— Data to process —
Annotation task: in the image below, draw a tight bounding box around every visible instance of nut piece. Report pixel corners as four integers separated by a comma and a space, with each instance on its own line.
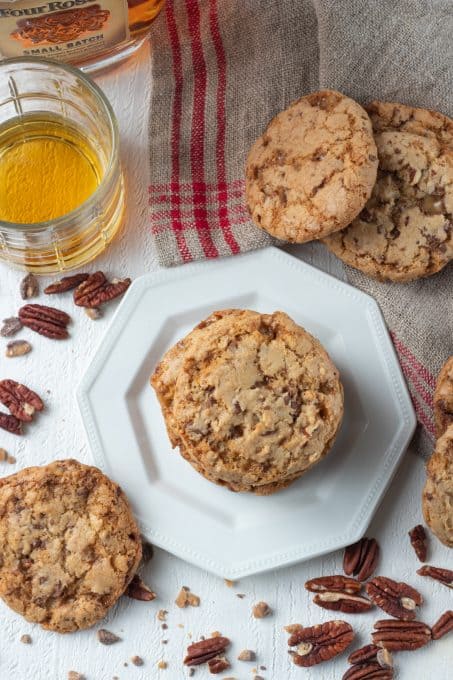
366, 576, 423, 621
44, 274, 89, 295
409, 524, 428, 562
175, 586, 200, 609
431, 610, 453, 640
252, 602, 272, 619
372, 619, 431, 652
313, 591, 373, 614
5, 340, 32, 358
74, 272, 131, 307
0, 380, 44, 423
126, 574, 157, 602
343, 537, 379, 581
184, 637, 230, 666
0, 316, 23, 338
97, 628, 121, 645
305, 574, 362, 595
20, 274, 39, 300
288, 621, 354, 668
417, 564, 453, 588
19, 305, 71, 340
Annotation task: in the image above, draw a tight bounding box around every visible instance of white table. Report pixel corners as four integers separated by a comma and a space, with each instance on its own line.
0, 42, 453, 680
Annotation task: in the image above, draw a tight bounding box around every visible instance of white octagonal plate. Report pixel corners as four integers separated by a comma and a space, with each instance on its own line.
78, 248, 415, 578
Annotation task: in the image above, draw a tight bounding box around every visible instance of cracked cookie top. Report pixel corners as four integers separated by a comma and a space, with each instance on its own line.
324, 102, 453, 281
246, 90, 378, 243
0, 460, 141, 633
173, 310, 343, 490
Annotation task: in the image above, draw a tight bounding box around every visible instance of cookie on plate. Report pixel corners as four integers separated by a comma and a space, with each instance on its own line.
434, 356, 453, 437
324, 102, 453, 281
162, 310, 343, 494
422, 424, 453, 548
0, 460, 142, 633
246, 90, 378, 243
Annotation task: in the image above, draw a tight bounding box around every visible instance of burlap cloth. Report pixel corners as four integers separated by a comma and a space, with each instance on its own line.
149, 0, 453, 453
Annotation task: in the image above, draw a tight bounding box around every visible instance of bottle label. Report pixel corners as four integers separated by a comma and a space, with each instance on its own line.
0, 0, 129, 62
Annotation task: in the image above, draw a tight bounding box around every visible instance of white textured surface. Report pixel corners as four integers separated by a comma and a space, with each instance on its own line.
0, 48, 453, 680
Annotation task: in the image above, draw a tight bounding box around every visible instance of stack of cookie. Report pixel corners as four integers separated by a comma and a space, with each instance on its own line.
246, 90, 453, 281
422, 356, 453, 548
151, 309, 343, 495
---
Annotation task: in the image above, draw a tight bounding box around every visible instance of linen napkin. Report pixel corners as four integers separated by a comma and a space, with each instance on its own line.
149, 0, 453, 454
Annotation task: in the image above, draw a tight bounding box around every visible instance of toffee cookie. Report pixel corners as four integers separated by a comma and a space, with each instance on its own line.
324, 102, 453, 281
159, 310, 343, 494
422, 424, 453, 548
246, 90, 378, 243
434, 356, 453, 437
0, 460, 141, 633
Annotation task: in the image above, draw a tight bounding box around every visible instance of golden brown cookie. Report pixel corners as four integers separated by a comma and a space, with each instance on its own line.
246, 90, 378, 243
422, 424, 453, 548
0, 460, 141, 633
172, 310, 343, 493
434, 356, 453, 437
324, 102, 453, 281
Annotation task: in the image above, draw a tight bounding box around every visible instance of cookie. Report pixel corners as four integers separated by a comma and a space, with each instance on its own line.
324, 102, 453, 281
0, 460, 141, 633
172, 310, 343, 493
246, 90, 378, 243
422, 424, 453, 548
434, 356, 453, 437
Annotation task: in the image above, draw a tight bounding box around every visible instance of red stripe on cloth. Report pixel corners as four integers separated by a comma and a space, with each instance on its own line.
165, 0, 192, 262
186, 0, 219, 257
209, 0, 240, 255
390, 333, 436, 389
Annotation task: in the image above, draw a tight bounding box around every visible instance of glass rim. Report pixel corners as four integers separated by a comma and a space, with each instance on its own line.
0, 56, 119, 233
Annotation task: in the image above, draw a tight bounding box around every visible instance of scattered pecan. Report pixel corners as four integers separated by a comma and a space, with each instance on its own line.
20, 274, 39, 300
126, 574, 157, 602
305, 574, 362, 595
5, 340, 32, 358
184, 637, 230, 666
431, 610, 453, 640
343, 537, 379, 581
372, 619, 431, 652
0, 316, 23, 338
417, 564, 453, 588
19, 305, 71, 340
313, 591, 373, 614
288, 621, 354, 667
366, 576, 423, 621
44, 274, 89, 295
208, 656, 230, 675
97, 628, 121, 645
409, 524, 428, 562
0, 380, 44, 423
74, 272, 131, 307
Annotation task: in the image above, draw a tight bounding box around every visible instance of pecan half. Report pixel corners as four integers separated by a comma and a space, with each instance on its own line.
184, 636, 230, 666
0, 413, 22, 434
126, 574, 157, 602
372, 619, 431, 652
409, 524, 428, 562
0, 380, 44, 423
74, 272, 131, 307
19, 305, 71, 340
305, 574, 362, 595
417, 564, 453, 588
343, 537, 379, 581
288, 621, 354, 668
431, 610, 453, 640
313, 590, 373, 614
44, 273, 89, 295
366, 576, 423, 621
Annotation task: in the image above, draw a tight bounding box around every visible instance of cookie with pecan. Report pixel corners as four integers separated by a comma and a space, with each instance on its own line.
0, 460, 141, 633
--
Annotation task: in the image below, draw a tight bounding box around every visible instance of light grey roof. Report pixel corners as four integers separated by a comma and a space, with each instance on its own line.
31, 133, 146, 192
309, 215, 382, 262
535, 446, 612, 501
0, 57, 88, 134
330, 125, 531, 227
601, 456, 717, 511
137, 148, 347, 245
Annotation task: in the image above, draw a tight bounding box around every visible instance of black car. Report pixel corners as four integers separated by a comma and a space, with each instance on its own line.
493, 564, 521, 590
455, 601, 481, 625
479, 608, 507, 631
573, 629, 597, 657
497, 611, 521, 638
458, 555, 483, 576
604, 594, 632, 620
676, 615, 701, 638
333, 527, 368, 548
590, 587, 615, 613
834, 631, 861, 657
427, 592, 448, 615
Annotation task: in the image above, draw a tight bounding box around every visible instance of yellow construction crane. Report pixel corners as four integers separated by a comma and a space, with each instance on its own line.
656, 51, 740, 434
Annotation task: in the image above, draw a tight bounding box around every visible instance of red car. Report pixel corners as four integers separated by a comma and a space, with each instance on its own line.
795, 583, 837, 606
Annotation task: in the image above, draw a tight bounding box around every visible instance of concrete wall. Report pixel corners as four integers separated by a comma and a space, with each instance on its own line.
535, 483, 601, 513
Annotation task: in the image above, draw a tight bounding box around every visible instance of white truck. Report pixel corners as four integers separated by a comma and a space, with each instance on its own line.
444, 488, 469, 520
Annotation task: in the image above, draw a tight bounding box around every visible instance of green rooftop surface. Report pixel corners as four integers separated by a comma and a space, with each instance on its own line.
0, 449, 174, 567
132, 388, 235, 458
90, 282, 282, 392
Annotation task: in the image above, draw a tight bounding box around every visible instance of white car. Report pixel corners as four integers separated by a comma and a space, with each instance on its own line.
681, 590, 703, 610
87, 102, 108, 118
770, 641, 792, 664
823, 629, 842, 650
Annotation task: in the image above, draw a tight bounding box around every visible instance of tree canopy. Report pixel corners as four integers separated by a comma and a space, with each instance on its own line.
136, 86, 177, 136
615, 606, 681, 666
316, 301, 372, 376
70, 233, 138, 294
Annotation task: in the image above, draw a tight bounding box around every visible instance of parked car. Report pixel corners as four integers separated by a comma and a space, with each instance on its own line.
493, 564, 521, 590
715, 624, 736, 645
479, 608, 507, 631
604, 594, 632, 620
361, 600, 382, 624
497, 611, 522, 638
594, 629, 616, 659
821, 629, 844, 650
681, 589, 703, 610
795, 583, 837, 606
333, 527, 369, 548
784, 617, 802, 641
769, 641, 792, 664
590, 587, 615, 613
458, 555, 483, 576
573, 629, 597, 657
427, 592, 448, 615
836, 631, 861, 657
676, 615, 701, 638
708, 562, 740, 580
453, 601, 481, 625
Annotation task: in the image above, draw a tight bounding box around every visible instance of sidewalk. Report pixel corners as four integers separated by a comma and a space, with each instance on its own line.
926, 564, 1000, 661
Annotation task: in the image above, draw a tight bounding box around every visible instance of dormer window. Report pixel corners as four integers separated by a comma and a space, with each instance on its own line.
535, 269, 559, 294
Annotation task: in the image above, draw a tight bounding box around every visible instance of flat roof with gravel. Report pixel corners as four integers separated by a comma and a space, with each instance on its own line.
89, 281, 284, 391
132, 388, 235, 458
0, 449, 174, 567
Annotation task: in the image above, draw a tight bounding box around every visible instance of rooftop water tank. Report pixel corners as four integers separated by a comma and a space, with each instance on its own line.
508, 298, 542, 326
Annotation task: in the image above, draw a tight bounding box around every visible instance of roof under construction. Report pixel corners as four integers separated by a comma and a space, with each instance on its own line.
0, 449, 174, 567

— Aim —
Report how many lines in the three blocks above contain the string "scattered", counting only matches in the same case.

— Output for this task —
1